Aim of the exercise: Quote the material below verbatim, line by line, with nothing added or left out.

[Start of Recorded information]

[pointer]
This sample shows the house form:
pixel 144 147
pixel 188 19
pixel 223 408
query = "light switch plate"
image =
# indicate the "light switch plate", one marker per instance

[End of Recorded information]

Written response:
[pointer]
This sample shows the house form:
pixel 144 147
pixel 188 19
pixel 223 408
query = "light switch plate"
image =
# indicate the "light switch plate", one marker per instance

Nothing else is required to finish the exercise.